Arrange the lines from the first one through the line that contains "<point>68,491</point>", both included, as a Markdown table with the columns Row and Line: number each row and skip any blank lines.
--- BEGIN Rows ---
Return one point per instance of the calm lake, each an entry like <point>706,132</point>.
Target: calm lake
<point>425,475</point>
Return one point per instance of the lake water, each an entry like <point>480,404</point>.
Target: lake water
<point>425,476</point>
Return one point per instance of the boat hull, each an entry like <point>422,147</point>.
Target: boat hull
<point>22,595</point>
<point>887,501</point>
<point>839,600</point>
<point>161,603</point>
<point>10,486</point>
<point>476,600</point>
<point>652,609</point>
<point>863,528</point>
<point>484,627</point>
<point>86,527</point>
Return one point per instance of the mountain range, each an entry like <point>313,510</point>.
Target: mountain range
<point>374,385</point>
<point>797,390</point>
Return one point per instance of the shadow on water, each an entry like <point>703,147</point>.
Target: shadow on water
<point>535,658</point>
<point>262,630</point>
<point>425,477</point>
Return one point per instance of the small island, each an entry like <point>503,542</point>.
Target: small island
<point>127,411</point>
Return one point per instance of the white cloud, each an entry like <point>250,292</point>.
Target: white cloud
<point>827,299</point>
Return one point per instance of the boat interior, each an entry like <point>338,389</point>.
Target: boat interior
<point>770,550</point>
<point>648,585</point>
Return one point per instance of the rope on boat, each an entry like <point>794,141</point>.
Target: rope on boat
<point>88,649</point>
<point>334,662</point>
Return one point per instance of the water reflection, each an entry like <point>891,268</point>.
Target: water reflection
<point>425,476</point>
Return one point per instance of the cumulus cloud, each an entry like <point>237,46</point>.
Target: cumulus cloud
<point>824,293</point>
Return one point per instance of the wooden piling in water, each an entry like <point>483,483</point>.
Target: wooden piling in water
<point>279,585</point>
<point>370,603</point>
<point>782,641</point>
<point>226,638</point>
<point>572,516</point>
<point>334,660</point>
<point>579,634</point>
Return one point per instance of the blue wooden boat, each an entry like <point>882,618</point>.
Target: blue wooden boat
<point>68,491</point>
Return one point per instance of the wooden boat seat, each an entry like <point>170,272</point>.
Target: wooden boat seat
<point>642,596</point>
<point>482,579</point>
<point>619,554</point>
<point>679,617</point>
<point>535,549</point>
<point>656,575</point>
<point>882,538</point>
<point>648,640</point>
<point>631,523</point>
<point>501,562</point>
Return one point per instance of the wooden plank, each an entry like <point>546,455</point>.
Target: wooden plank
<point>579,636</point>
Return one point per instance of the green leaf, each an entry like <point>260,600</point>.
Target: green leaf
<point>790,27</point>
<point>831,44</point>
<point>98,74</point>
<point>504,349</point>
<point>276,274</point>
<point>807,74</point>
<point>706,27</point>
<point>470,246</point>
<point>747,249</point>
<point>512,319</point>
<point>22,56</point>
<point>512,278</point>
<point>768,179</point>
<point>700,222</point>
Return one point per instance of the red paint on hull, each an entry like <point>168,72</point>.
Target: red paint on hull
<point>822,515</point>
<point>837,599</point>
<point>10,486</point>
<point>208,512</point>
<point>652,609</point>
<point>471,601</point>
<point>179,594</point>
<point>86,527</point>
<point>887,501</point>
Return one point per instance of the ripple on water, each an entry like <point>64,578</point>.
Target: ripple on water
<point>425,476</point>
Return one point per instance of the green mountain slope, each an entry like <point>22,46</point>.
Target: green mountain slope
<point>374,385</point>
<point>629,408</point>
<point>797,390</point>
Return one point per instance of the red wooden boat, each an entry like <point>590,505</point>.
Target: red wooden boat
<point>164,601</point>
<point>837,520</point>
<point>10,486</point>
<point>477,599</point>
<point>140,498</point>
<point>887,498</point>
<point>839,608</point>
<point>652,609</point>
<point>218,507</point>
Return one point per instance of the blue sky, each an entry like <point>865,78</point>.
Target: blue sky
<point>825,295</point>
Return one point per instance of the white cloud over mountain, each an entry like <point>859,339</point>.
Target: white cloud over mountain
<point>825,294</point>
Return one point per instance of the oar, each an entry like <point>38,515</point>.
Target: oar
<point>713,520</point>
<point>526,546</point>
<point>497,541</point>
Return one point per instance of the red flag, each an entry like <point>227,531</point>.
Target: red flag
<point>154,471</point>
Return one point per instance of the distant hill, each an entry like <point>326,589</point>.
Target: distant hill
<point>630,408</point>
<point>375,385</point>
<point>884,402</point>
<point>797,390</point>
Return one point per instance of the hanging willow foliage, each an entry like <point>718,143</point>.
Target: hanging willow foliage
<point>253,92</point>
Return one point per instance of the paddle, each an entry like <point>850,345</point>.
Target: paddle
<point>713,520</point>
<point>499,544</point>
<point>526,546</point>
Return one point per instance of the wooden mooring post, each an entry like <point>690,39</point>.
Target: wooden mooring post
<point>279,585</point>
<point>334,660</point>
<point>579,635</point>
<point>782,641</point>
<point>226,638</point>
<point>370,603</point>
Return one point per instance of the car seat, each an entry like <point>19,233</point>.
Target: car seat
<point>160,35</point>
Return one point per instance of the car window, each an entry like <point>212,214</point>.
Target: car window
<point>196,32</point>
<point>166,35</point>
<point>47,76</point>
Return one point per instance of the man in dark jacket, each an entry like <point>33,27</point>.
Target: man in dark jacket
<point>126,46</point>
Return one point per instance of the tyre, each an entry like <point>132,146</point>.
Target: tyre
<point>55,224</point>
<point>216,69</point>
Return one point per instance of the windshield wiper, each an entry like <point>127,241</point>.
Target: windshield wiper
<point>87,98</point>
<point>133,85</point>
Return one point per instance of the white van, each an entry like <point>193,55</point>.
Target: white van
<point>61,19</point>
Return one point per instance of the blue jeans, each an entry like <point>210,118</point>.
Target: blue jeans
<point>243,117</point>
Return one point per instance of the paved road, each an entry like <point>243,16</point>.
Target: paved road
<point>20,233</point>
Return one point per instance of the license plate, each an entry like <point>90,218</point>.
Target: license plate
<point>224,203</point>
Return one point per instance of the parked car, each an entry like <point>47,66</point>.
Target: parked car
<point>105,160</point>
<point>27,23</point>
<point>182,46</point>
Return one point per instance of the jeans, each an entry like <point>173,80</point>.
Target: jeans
--- END Rows ---
** The output **
| Row | Line |
|---|---|
| 1 | Return one point per instance of the calm lake, each an entry like <point>706,132</point>. |
| 2 | Target: calm lake |
| 3 | <point>425,475</point> |
| 4 | Return one point per instance of the lake water, each an entry like <point>480,404</point>. |
| 5 | Target: lake water |
| 6 | <point>425,476</point> |
| 7 | Return one point per instance of the boat hull, each an entry like <point>422,147</point>. |
| 8 | Target: boat hull |
| 9 | <point>22,595</point> |
| 10 | <point>887,501</point> |
| 11 | <point>839,600</point> |
| 12 | <point>161,603</point> |
| 13 | <point>10,486</point> |
| 14 | <point>476,600</point> |
| 15 | <point>652,609</point> |
| 16 | <point>863,528</point> |
| 17 | <point>484,627</point> |
| 18 | <point>86,527</point> |
| 19 | Return one point per instance of the mountain range, each an entry like <point>313,510</point>. |
| 20 | Target: mountain range |
| 21 | <point>374,385</point> |
| 22 | <point>797,390</point> |
| 23 | Return one point per instance of the shadow on water, each an entry like <point>703,147</point>. |
| 24 | Target: shadow on water |
| 25 | <point>535,658</point> |
| 26 | <point>262,630</point> |
| 27 | <point>425,477</point> |
| 28 | Return one point per instance of the small island, each an entry like <point>503,542</point>. |
| 29 | Target: small island |
| 30 | <point>127,411</point> |
| 31 | Return one point per instance of the white cloud, each an entry like <point>250,292</point>. |
| 32 | Target: white cloud |
| 33 | <point>827,299</point> |
| 34 | Return one point per instance of the boat interior, each an entry like <point>338,389</point>. |
| 35 | Target: boat interior |
| 36 | <point>770,550</point> |
| 37 | <point>648,585</point> |
| 38 | Return one point per instance of the rope on boat, each an entry like <point>794,141</point>. |
| 39 | Target: rope on boat |
| 40 | <point>88,649</point> |
| 41 | <point>334,662</point> |
| 42 | Return one point per instance of the water reflection, each an entry like <point>891,268</point>. |
| 43 | Target: water reflection |
| 44 | <point>425,476</point> |
| 45 | Return one point per instance of the cumulus cloud, each an entry like <point>237,46</point>. |
| 46 | Target: cumulus cloud |
| 47 | <point>824,293</point> |
| 48 | Return one point per instance of the wooden piling in water, each an entry like <point>483,483</point>. |
| 49 | Target: wooden piling in water |
| 50 | <point>279,585</point> |
| 51 | <point>370,603</point> |
| 52 | <point>782,641</point> |
| 53 | <point>226,638</point> |
| 54 | <point>572,516</point> |
| 55 | <point>334,660</point> |
| 56 | <point>579,634</point> |
| 57 | Return one point per instance of the blue wooden boat, each an entry like <point>882,618</point>. |
| 58 | Target: blue wooden boat |
| 59 | <point>68,491</point> |